TASK GOAL:
In the records below, locate the line containing "Target: metal fence barrier"; output that line and every following line through the last, exactly.

DATASET RECORDS:
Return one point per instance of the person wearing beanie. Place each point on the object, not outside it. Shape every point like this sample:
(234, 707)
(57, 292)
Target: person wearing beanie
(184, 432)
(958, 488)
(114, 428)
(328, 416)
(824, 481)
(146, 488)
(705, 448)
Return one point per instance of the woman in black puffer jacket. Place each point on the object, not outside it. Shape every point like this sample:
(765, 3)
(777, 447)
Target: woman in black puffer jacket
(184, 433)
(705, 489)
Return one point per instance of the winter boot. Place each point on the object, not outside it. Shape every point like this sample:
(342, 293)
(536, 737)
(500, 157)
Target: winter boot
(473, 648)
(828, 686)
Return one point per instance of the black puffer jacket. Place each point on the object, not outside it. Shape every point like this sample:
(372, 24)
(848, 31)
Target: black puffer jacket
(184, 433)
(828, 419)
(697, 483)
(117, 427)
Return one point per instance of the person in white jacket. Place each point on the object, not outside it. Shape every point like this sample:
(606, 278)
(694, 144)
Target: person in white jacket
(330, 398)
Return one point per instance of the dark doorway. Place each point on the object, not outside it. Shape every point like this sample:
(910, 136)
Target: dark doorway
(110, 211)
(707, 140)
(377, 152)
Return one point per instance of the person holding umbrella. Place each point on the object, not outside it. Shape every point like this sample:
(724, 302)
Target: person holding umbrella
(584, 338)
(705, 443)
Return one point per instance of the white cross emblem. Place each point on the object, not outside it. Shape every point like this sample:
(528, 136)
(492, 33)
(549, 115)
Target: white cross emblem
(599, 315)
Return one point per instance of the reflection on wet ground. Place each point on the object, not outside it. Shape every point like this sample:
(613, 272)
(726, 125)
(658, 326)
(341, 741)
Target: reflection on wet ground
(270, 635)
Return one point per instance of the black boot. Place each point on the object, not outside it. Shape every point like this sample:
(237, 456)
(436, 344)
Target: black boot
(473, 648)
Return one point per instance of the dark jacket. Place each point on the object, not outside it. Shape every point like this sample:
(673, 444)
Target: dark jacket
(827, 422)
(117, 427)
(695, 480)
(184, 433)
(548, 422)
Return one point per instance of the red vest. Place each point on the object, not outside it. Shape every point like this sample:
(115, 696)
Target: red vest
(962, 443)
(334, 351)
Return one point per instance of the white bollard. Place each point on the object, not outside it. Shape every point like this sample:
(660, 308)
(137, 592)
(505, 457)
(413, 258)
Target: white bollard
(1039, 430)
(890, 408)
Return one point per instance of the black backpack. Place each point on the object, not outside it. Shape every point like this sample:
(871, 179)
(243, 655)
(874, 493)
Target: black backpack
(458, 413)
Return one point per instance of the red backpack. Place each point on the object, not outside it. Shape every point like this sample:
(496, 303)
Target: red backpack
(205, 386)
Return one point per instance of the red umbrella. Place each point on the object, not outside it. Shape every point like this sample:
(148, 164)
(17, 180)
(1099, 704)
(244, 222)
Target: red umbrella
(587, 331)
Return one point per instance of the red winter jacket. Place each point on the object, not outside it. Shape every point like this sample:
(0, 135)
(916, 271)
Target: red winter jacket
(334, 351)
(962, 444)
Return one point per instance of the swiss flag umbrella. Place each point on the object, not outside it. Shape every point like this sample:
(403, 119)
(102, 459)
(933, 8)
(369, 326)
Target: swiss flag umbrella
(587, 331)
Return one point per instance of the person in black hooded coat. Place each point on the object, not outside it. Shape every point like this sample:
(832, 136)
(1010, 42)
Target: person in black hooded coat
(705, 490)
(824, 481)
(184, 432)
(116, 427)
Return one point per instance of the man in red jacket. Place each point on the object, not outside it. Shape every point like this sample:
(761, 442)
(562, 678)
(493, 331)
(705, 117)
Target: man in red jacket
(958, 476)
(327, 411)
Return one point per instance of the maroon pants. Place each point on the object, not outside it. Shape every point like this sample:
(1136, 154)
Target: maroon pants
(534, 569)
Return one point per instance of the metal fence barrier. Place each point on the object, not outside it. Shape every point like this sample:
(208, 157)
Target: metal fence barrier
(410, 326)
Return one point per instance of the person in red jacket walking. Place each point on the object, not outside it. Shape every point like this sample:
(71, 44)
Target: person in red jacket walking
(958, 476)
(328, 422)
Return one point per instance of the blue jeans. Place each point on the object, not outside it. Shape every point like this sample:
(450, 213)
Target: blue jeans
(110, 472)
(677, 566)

TASK SOLUTION:
Target: metal fence barrier
(410, 326)
Return one point per instance of the person in red jacket walking. Place each point on the object, not outside it. Shape every point like this sample:
(71, 44)
Target: person in red jacket walking
(958, 476)
(328, 422)
Return one point per instance of the blue jeans. Place each point on the object, not outside it. Shape every point like this sample:
(450, 213)
Target: blue jeans
(110, 472)
(677, 566)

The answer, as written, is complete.